• _Directions_
Render every entry exactly as it appears.

• _Material for this task_
** start **

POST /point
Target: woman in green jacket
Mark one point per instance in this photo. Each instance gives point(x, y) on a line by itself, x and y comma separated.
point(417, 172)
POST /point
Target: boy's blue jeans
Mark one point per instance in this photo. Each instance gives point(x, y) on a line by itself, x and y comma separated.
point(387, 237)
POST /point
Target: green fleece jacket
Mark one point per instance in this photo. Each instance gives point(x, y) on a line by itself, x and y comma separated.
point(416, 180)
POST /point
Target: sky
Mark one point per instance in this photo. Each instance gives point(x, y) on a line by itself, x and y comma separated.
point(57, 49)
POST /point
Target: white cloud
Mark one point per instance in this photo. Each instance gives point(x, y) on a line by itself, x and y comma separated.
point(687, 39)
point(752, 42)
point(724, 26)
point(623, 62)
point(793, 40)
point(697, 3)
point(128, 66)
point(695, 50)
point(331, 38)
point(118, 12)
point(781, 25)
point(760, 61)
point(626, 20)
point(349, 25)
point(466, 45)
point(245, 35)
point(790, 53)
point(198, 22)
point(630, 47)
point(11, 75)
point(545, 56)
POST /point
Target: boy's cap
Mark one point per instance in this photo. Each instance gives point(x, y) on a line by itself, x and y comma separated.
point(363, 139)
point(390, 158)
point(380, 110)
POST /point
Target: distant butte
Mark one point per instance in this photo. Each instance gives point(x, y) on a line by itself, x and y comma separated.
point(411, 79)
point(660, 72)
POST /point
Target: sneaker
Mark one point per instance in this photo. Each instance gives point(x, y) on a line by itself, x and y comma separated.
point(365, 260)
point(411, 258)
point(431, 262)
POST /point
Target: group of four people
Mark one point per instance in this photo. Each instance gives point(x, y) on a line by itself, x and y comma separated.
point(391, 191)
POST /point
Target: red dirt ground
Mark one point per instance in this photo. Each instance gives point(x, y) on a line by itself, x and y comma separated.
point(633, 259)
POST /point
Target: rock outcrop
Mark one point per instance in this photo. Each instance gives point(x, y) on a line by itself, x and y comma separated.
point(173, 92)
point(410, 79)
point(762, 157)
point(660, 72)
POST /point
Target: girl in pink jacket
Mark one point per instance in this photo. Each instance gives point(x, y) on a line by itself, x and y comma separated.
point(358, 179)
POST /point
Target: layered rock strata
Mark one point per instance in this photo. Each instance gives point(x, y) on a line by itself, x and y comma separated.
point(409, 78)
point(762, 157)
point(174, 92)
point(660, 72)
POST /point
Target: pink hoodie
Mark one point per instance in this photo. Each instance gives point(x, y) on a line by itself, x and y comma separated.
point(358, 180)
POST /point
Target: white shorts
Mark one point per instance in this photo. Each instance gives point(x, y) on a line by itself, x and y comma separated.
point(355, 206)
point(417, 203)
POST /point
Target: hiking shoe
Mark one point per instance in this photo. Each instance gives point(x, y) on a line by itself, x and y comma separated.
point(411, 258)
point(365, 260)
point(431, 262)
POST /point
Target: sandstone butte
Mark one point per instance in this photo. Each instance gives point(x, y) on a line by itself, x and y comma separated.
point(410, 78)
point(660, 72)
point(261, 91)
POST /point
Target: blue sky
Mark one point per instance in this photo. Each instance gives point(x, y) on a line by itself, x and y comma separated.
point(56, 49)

** end **

• _Correct response_
POST /point
Target: woman in green jacket
Mark one point per instance in this photo. Each instance gives point(x, y) on a line by itself, x and y comma separated.
point(417, 172)
POST /point
Target: boy's blue jeans
Mark one point per instance in this photo. Each instance gives point(x, y) on a line by itself, x and y comma separated.
point(387, 237)
POST /point
Target: green fleece jacket
Mark one point per instance in this photo. Each instance gives point(x, y) on a line by itself, x and y comma separated.
point(416, 180)
POST /point
Target: sky
Mark one point per instance in this photo. Each instance gives point(x, y) on a line by itself, x and y comma separated.
point(57, 49)
POST /point
Target: white cloud
Mark one point per instance in this photo. Each instance gives point(x, y) on a line by itself, x and y comma separated.
point(687, 39)
point(752, 42)
point(724, 26)
point(623, 62)
point(793, 40)
point(697, 3)
point(128, 66)
point(695, 50)
point(331, 38)
point(118, 12)
point(781, 25)
point(760, 61)
point(626, 20)
point(349, 25)
point(466, 45)
point(245, 35)
point(790, 53)
point(198, 22)
point(630, 47)
point(11, 75)
point(545, 56)
POST /point
Target: boy's cap
Mark one point per instance in this photo. Each instance gives point(x, y) on a line by itself, x and y comma separated.
point(363, 139)
point(390, 158)
point(380, 110)
POST /point
Target: distant butte
Mark one point per instance in this photo. Each instance gives point(x, y) on a line by itself, x and y comma separated.
point(411, 79)
point(660, 72)
POST /point
Target: sneaker
Mark one point per instance in this photo. Each instance gives point(x, y) on a line by itself, x and y comma separated.
point(365, 260)
point(411, 258)
point(431, 262)
POST /point
Target: group of four people
Mark one point per instance in this photo. Each instance gives point(x, y) on a line by itself, x and y comma separated.
point(391, 191)
POST /point
Target: red dirt ground
Mark one point per instance in this photo. Each instance gives point(x, y) on a line by itself, x and y comma separated.
point(633, 259)
POST /point
Target: rock outcrop
Mark one point per instance in this photo. Each instance gives point(x, y) on a line by itself, x and y comma separated.
point(173, 92)
point(410, 79)
point(762, 157)
point(660, 72)
POST /point
Target: girl in pink jacket
Mark one point per instance in this photo. Each instance gives point(x, y) on a line by itself, x and y comma separated.
point(358, 179)
POST /point
Target: layered rock strata
Mark one point per instance in this photo. Each instance gives point(x, y) on a line by itself, x and y comma separated.
point(409, 78)
point(762, 157)
point(174, 92)
point(660, 72)
POST /point
Target: pink hoodie
Mark one point per instance in this photo. Each instance gives point(x, y) on a line by itself, x and y comma separated.
point(358, 180)
POST /point
Target: white shorts
Mark one point per instance in this photo. Each instance gives point(x, y) on a line by itself, x and y comma separated.
point(355, 206)
point(417, 203)
POST /point
Target: hiking shoe
Mark one point per instance in this photo. Each instance gives point(x, y) on a line by itself, x and y comma separated.
point(411, 258)
point(365, 260)
point(431, 262)
POST /point
Target: sandstone butte
Mark one point per instance in this photo. Each instance gives point(x, y) on a line by itself, x and y comma separated.
point(410, 78)
point(660, 72)
point(261, 91)
POST /point
Target: blue sky
Mark one point per instance in this photo. Each instance gives point(x, y) on a line by itself, x and y comma separated.
point(56, 49)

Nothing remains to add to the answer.